* Objective A
Name each strategy that the introduction below says has been proposed to optimize the electronic structure of g-C3N4 so that it acquires ferromagnetism.
___
Introduction

The 2D ferromagnetic materials, which are amenable to atomic-scale charge and spin manipulation, have been proposed as ideal candidates for next-generation memory and logic devices1,2,3. In addition to conventional transition metal or rare earth based 2D ferromagnetic materials4,5,6, great efforts have been made to explore 2D metal-free ferromagnetic materials, which are more chemically benign and affordable. However, lacking of localized spins, metal-free materials are intrinsically diamagnetic. Therefore, the state-of-the-art tuning of the s/p electronic structures are required to render metal-free material ferromagnetism7,8,9. Specifically, the electronic structure tuning of 2D metal-free material can be achieved by precisely modulating the magnetic coupling through structural optimizations.

Graphite carbon nitride (g-C3N4), a structural analog of graphene and typical 2D metal-free material, has been extensively investigated due to its unique optical and electronic properties, as well as good chemical and thermal stability10,11. Various strategies including heteroatoms doping12,13, carbon or nitrogen defect constructing14,15 and chemical functionalization16 have been proposed to optimize the electronic structure of g-C3N4 to acquire ferromagnetism. For instance, fabrication of N defects on g-C3N4 nanosheets can facilitate the emergency of net magnetic moments, leading to the establishment of room-temperature ferromagnetic ordering17. Substitution of carbon by boron in the triazine-based g-C3N4 monolayer can modulate the electronic density of states, generating half-metallicity ferromagnetism order18. However, ferromagnetic g-C3N4 prepared from the aforementioned methods suffered from excessive low magnetization (0.015 emu/g).

To enhance the ferromagnetism, a plausible strategy is to induce long-range magnetic sequence in the plane, which requires short-range exchange interactions between the magnetic moments19,20. Ideally, the distance of the induced magnetic moment originated by the defect is expected to be less than 1 nm19,21. However, the actual distance between the nearest neighboring defects is usually about 10 nm19, hindering the formation of long-range magnetic sequence in conventional defective 2D materials.
___
* Objective B
From the listing that follows, pull out every line containing the word "bokeh".

[Rows from a dataset]
___
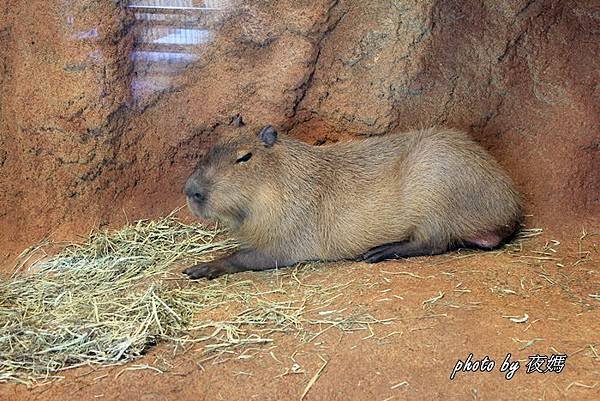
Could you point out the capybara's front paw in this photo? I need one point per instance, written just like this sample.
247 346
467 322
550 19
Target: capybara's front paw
208 270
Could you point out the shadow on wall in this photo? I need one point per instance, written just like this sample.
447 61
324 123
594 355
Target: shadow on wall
523 78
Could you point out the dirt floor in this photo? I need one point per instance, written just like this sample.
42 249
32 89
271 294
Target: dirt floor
90 137
433 311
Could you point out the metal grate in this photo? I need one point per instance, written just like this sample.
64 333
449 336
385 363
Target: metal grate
169 34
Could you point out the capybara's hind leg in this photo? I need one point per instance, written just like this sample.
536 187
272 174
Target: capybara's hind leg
247 259
404 249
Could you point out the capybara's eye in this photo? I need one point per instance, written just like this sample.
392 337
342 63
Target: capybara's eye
244 158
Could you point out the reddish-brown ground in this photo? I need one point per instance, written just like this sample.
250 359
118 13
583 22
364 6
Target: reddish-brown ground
419 347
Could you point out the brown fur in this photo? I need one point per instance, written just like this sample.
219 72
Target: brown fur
436 188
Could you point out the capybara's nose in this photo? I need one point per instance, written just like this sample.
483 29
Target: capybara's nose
194 192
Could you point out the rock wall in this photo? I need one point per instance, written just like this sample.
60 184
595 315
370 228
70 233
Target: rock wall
83 145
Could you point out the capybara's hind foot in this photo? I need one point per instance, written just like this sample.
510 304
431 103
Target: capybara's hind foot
209 270
397 250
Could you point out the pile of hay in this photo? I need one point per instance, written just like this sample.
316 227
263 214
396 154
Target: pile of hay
108 300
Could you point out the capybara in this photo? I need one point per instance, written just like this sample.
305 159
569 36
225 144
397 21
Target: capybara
384 197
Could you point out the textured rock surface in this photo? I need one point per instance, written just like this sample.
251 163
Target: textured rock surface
77 146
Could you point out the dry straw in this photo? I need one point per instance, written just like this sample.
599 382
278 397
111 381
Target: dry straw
108 300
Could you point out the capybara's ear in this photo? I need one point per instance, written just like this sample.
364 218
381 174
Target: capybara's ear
237 121
268 136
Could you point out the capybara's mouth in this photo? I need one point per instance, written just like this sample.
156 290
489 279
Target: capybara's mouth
198 209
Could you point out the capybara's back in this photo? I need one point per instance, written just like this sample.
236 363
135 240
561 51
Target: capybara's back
399 195
434 189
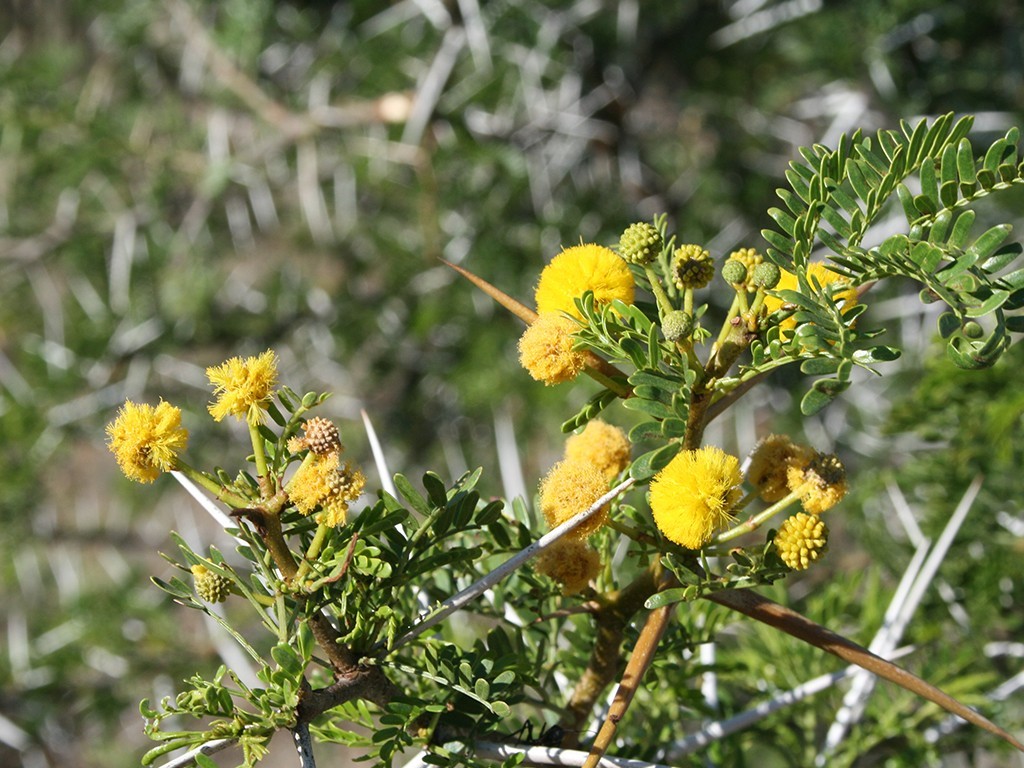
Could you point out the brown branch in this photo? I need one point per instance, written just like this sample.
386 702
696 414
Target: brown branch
605 660
640 660
768 611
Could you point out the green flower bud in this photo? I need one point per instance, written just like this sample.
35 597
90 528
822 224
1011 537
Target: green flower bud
677 326
691 267
733 271
766 275
211 587
640 244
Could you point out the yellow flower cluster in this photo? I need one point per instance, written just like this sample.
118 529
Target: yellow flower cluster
802 540
572 563
770 465
546 349
570 487
602 445
693 496
210 586
582 268
820 483
243 387
828 280
146 440
324 482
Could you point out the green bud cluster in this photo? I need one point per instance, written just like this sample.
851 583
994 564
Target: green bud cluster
677 326
640 244
766 275
733 271
211 587
691 267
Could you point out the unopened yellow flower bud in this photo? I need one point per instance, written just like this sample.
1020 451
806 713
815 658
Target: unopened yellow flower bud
802 540
546 349
570 562
820 484
210 586
322 436
326 484
571 487
605 446
770 464
694 495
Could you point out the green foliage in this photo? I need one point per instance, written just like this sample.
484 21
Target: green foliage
125 270
836 195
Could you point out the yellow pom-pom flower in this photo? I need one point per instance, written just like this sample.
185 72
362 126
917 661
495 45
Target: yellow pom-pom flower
692 497
840 287
571 563
605 446
770 464
570 487
325 483
546 349
582 268
146 439
802 540
820 484
243 387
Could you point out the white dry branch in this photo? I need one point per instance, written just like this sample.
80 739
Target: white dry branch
896 620
478 588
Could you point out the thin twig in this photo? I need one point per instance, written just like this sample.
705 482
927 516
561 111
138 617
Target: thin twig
303 745
210 748
640 660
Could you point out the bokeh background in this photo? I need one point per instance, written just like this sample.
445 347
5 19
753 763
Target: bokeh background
186 180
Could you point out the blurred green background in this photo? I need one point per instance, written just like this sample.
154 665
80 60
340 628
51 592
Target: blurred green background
185 181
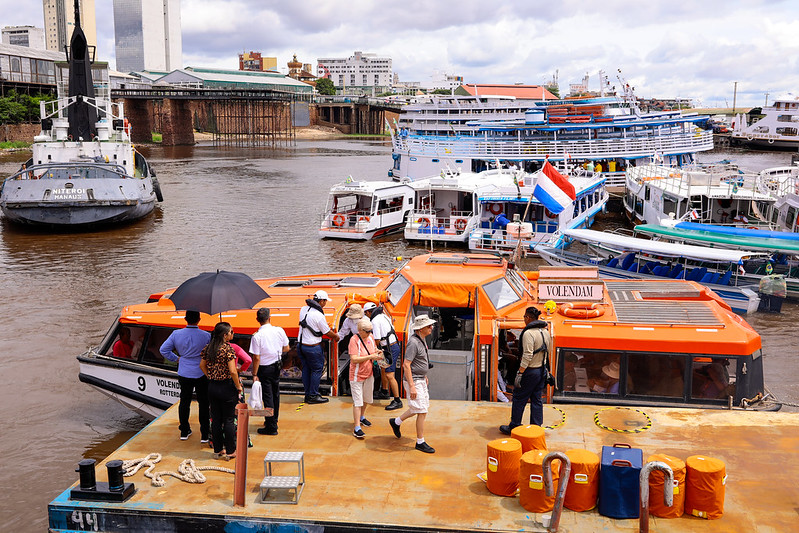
___
* Complete response A
- Heteroatoms doping
- Carbon or nitrogen defect constructing
- Chemical functionalization

* Complete response B
Could you point out the bokeh background in this photo? I need one point per instance, written just like this sample.
Target: bokeh background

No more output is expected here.